▶ [DATA FOR THE TASK]:
· · · · ·
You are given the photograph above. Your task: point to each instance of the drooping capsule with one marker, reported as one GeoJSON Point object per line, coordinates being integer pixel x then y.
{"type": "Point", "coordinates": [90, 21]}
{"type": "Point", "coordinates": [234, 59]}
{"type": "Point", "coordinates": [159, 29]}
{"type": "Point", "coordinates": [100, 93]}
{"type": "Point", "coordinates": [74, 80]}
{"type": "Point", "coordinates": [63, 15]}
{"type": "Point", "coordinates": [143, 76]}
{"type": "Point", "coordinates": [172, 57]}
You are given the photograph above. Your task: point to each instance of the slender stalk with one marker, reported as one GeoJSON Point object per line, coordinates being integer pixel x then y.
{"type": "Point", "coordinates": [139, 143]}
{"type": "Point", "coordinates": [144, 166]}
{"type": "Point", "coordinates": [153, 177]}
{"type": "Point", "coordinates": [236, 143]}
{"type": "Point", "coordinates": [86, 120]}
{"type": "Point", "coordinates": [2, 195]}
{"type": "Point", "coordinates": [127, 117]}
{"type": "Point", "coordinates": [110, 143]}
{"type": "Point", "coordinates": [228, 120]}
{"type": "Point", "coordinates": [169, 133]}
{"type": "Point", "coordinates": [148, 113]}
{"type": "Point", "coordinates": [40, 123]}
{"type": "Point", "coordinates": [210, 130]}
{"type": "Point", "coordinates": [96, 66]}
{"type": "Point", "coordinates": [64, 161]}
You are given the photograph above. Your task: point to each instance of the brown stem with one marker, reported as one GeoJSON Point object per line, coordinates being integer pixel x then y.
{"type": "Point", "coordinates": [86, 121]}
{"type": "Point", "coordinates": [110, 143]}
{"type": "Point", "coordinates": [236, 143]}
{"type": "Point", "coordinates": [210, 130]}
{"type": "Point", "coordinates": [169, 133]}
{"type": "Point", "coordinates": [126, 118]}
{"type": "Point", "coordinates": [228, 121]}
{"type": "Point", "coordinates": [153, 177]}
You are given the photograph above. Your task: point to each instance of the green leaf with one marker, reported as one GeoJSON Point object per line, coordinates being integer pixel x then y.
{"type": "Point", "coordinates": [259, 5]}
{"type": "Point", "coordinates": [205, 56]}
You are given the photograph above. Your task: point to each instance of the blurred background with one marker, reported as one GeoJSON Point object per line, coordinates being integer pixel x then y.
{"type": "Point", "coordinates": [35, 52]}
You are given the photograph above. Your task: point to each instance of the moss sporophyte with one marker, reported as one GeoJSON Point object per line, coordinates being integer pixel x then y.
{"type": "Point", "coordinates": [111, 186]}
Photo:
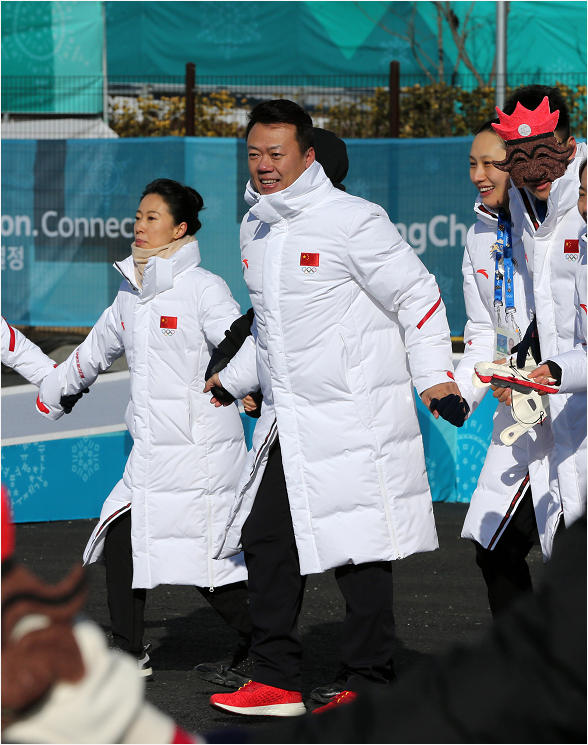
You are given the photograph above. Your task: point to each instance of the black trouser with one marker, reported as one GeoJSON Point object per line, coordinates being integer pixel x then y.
{"type": "Point", "coordinates": [504, 568]}
{"type": "Point", "coordinates": [276, 589]}
{"type": "Point", "coordinates": [127, 605]}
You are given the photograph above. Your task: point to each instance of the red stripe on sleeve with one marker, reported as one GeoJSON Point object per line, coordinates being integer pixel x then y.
{"type": "Point", "coordinates": [12, 343]}
{"type": "Point", "coordinates": [429, 314]}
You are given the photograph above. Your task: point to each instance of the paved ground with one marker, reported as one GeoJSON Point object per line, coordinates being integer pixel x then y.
{"type": "Point", "coordinates": [439, 599]}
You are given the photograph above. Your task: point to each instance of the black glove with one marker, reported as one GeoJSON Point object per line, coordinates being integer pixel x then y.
{"type": "Point", "coordinates": [221, 395]}
{"type": "Point", "coordinates": [452, 408]}
{"type": "Point", "coordinates": [218, 362]}
{"type": "Point", "coordinates": [555, 371]}
{"type": "Point", "coordinates": [68, 402]}
{"type": "Point", "coordinates": [258, 398]}
{"type": "Point", "coordinates": [529, 341]}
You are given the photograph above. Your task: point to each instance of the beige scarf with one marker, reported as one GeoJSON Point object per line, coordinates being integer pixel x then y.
{"type": "Point", "coordinates": [142, 255]}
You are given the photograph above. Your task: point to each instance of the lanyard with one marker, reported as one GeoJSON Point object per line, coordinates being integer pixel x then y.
{"type": "Point", "coordinates": [503, 250]}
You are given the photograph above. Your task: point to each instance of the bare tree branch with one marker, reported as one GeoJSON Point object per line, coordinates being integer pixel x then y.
{"type": "Point", "coordinates": [410, 38]}
{"type": "Point", "coordinates": [459, 38]}
{"type": "Point", "coordinates": [440, 70]}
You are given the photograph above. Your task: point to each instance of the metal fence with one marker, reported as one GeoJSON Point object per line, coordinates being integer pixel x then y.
{"type": "Point", "coordinates": [44, 107]}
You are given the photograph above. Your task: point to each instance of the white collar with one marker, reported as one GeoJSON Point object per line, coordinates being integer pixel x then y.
{"type": "Point", "coordinates": [308, 190]}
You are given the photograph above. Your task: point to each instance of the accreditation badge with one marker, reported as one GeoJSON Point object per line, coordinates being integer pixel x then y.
{"type": "Point", "coordinates": [504, 341]}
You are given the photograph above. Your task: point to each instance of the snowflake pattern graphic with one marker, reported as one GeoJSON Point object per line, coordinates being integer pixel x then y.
{"type": "Point", "coordinates": [85, 458]}
{"type": "Point", "coordinates": [28, 476]}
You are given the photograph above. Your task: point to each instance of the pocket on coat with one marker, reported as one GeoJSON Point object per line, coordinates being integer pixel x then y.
{"type": "Point", "coordinates": [356, 385]}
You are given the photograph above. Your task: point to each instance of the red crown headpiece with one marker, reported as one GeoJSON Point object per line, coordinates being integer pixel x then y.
{"type": "Point", "coordinates": [523, 123]}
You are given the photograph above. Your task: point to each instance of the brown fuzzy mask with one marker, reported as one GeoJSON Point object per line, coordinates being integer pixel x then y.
{"type": "Point", "coordinates": [535, 159]}
{"type": "Point", "coordinates": [32, 663]}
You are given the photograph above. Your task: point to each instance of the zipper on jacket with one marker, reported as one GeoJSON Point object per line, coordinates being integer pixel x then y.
{"type": "Point", "coordinates": [387, 509]}
{"type": "Point", "coordinates": [209, 528]}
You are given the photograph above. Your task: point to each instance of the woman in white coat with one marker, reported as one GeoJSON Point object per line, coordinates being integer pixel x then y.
{"type": "Point", "coordinates": [512, 502]}
{"type": "Point", "coordinates": [157, 525]}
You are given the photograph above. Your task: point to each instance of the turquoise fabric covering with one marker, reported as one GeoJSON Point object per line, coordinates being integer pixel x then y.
{"type": "Point", "coordinates": [330, 38]}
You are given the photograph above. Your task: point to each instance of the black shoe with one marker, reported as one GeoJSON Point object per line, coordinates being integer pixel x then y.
{"type": "Point", "coordinates": [324, 694]}
{"type": "Point", "coordinates": [143, 661]}
{"type": "Point", "coordinates": [231, 673]}
{"type": "Point", "coordinates": [221, 674]}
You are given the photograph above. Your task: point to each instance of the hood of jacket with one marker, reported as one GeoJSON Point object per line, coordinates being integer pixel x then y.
{"type": "Point", "coordinates": [160, 274]}
{"type": "Point", "coordinates": [307, 191]}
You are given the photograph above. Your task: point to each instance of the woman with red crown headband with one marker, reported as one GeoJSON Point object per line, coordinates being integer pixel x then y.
{"type": "Point", "coordinates": [511, 506]}
{"type": "Point", "coordinates": [543, 162]}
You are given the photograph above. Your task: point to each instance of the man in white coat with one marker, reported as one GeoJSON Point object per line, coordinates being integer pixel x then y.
{"type": "Point", "coordinates": [347, 322]}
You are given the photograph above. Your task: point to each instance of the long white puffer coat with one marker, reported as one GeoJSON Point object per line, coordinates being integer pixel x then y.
{"type": "Point", "coordinates": [342, 305]}
{"type": "Point", "coordinates": [507, 470]}
{"type": "Point", "coordinates": [553, 251]}
{"type": "Point", "coordinates": [181, 475]}
{"type": "Point", "coordinates": [573, 363]}
{"type": "Point", "coordinates": [23, 355]}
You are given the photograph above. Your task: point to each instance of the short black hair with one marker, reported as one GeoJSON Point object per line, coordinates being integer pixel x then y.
{"type": "Point", "coordinates": [487, 127]}
{"type": "Point", "coordinates": [282, 111]}
{"type": "Point", "coordinates": [530, 96]}
{"type": "Point", "coordinates": [183, 202]}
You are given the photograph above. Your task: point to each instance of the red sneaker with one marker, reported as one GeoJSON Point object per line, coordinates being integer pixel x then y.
{"type": "Point", "coordinates": [257, 699]}
{"type": "Point", "coordinates": [345, 697]}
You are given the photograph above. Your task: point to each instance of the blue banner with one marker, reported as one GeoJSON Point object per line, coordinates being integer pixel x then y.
{"type": "Point", "coordinates": [69, 479]}
{"type": "Point", "coordinates": [68, 212]}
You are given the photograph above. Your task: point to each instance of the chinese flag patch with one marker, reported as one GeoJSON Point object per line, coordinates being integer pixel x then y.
{"type": "Point", "coordinates": [571, 246]}
{"type": "Point", "coordinates": [309, 259]}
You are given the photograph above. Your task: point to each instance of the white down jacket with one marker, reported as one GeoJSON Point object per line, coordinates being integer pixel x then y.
{"type": "Point", "coordinates": [181, 475]}
{"type": "Point", "coordinates": [552, 249]}
{"type": "Point", "coordinates": [23, 356]}
{"type": "Point", "coordinates": [507, 470]}
{"type": "Point", "coordinates": [573, 362]}
{"type": "Point", "coordinates": [343, 307]}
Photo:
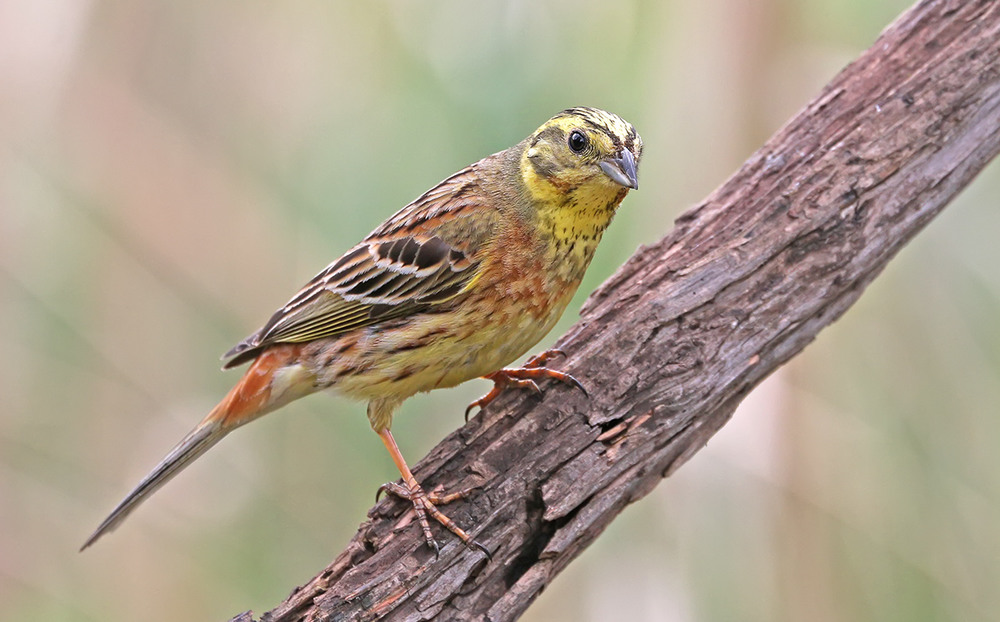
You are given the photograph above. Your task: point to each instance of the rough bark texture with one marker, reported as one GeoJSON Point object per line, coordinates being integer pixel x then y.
{"type": "Point", "coordinates": [671, 343]}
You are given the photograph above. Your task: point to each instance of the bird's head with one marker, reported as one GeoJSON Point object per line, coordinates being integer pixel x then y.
{"type": "Point", "coordinates": [582, 154]}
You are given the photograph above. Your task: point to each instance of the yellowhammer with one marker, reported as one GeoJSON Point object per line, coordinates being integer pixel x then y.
{"type": "Point", "coordinates": [454, 286]}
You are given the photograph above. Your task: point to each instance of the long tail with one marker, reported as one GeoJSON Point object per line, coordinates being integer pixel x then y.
{"type": "Point", "coordinates": [270, 382]}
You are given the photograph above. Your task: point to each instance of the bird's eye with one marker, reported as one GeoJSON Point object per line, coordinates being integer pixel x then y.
{"type": "Point", "coordinates": [578, 141]}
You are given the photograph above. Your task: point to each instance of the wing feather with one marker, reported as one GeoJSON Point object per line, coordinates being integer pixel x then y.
{"type": "Point", "coordinates": [410, 264]}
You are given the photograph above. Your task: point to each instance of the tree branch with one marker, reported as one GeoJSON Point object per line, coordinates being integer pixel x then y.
{"type": "Point", "coordinates": [687, 327]}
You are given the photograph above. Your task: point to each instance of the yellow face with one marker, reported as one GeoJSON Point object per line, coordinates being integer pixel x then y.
{"type": "Point", "coordinates": [582, 155]}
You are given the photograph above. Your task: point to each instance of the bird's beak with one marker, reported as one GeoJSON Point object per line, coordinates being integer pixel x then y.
{"type": "Point", "coordinates": [621, 169]}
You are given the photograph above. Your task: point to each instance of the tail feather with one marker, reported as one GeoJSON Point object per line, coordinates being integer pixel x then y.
{"type": "Point", "coordinates": [197, 442]}
{"type": "Point", "coordinates": [270, 382]}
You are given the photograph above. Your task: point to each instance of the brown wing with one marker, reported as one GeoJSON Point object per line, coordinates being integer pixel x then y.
{"type": "Point", "coordinates": [422, 257]}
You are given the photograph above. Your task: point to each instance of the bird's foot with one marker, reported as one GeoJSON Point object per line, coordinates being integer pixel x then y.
{"type": "Point", "coordinates": [424, 505]}
{"type": "Point", "coordinates": [524, 378]}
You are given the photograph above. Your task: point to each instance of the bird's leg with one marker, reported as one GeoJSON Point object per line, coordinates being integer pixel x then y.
{"type": "Point", "coordinates": [423, 503]}
{"type": "Point", "coordinates": [524, 378]}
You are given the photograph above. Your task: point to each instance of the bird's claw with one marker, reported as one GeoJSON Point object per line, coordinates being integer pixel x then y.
{"type": "Point", "coordinates": [524, 378]}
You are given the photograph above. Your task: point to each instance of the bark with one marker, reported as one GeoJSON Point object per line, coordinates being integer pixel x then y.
{"type": "Point", "coordinates": [687, 327]}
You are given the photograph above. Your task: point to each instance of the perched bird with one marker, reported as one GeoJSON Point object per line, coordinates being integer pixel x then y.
{"type": "Point", "coordinates": [457, 284]}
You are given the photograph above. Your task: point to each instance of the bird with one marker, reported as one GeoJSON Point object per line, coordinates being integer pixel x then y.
{"type": "Point", "coordinates": [457, 285]}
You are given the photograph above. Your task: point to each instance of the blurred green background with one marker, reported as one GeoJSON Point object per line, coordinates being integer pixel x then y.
{"type": "Point", "coordinates": [171, 172]}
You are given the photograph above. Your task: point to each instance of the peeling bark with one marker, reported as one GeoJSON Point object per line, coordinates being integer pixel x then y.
{"type": "Point", "coordinates": [670, 344]}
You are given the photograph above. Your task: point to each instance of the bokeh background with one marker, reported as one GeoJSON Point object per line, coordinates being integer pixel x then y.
{"type": "Point", "coordinates": [171, 172]}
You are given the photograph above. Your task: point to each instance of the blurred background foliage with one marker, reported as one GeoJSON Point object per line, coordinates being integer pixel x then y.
{"type": "Point", "coordinates": [171, 172]}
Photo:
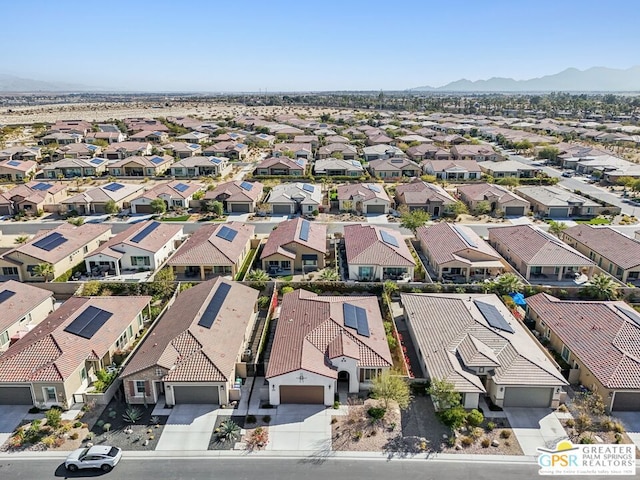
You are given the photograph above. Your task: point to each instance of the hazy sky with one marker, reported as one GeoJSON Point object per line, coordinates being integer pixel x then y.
{"type": "Point", "coordinates": [209, 45]}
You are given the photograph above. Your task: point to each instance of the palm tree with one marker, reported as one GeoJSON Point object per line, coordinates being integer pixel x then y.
{"type": "Point", "coordinates": [43, 270]}
{"type": "Point", "coordinates": [602, 287]}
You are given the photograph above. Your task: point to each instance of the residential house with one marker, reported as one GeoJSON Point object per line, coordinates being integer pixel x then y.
{"type": "Point", "coordinates": [236, 196]}
{"type": "Point", "coordinates": [23, 308]}
{"type": "Point", "coordinates": [482, 350]}
{"type": "Point", "coordinates": [613, 251]}
{"type": "Point", "coordinates": [452, 169]}
{"type": "Point", "coordinates": [142, 246]}
{"type": "Point", "coordinates": [213, 250]}
{"type": "Point", "coordinates": [63, 248]}
{"type": "Point", "coordinates": [296, 245]}
{"type": "Point", "coordinates": [420, 195]}
{"type": "Point", "coordinates": [363, 198]}
{"type": "Point", "coordinates": [196, 351]}
{"type": "Point", "coordinates": [377, 254]}
{"type": "Point", "coordinates": [281, 166]}
{"type": "Point", "coordinates": [598, 342]}
{"type": "Point", "coordinates": [538, 255]}
{"type": "Point", "coordinates": [456, 252]}
{"type": "Point", "coordinates": [336, 166]}
{"type": "Point", "coordinates": [200, 166]}
{"type": "Point", "coordinates": [175, 195]}
{"type": "Point", "coordinates": [499, 198]}
{"type": "Point", "coordinates": [135, 166]}
{"type": "Point", "coordinates": [94, 200]}
{"type": "Point", "coordinates": [291, 198]}
{"type": "Point", "coordinates": [17, 171]}
{"type": "Point", "coordinates": [75, 167]}
{"type": "Point", "coordinates": [56, 363]}
{"type": "Point", "coordinates": [323, 344]}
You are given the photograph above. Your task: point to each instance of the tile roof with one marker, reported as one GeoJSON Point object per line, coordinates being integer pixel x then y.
{"type": "Point", "coordinates": [605, 340]}
{"type": "Point", "coordinates": [311, 330]}
{"type": "Point", "coordinates": [536, 247]}
{"type": "Point", "coordinates": [447, 342]}
{"type": "Point", "coordinates": [48, 353]}
{"type": "Point", "coordinates": [193, 353]}
{"type": "Point", "coordinates": [608, 243]}
{"type": "Point", "coordinates": [364, 246]}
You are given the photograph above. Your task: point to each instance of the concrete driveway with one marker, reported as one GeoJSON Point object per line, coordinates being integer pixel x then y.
{"type": "Point", "coordinates": [10, 418]}
{"type": "Point", "coordinates": [189, 427]}
{"type": "Point", "coordinates": [535, 427]}
{"type": "Point", "coordinates": [301, 428]}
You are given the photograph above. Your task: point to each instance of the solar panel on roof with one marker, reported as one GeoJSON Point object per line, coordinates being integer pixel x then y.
{"type": "Point", "coordinates": [212, 310]}
{"type": "Point", "coordinates": [388, 238]}
{"type": "Point", "coordinates": [88, 322]}
{"type": "Point", "coordinates": [227, 234]}
{"type": "Point", "coordinates": [145, 231]}
{"type": "Point", "coordinates": [50, 242]}
{"type": "Point", "coordinates": [6, 294]}
{"type": "Point", "coordinates": [304, 230]}
{"type": "Point", "coordinates": [113, 187]}
{"type": "Point", "coordinates": [493, 316]}
{"type": "Point", "coordinates": [465, 237]}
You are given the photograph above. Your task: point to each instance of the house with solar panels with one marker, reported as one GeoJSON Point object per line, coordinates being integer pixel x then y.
{"type": "Point", "coordinates": [236, 196]}
{"type": "Point", "coordinates": [176, 194]}
{"type": "Point", "coordinates": [63, 247]}
{"type": "Point", "coordinates": [376, 254]}
{"type": "Point", "coordinates": [23, 308]}
{"type": "Point", "coordinates": [199, 166]}
{"type": "Point", "coordinates": [55, 364]}
{"type": "Point", "coordinates": [196, 353]}
{"type": "Point", "coordinates": [94, 200]}
{"type": "Point", "coordinates": [363, 198]}
{"type": "Point", "coordinates": [213, 251]}
{"type": "Point", "coordinates": [480, 348]}
{"type": "Point", "coordinates": [324, 345]}
{"type": "Point", "coordinates": [76, 167]}
{"type": "Point", "coordinates": [144, 246]}
{"type": "Point", "coordinates": [153, 166]}
{"type": "Point", "coordinates": [292, 198]}
{"type": "Point", "coordinates": [17, 171]}
{"type": "Point", "coordinates": [282, 166]}
{"type": "Point", "coordinates": [296, 245]}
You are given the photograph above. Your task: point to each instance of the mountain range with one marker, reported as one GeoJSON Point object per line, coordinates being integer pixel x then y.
· · · · ·
▶ [WHAT YOU ARE ASKED TO DO]: What is needed is an exact copy of the lines from the one holding "of the house" through the final line of the material.

▶ [SOLUTION FOR THIS PROBLEM]:
You are given the photograph above. Your task: point to each instance of the house with solar panels with one marker, reported as one GeoJSON Point object per line, coordinates being integer pixel x then y.
{"type": "Point", "coordinates": [236, 196]}
{"type": "Point", "coordinates": [176, 194]}
{"type": "Point", "coordinates": [63, 247]}
{"type": "Point", "coordinates": [376, 254]}
{"type": "Point", "coordinates": [23, 308]}
{"type": "Point", "coordinates": [199, 166]}
{"type": "Point", "coordinates": [55, 364]}
{"type": "Point", "coordinates": [196, 353]}
{"type": "Point", "coordinates": [94, 200]}
{"type": "Point", "coordinates": [363, 198]}
{"type": "Point", "coordinates": [213, 251]}
{"type": "Point", "coordinates": [480, 348]}
{"type": "Point", "coordinates": [324, 345]}
{"type": "Point", "coordinates": [76, 167]}
{"type": "Point", "coordinates": [144, 246]}
{"type": "Point", "coordinates": [153, 166]}
{"type": "Point", "coordinates": [292, 198]}
{"type": "Point", "coordinates": [17, 171]}
{"type": "Point", "coordinates": [282, 166]}
{"type": "Point", "coordinates": [296, 245]}
You are given the photograph above. Your task: point to each instance of the mountain range with one marker, reported as one GeoJSON Point object per line, coordinates being integer pixel x then y.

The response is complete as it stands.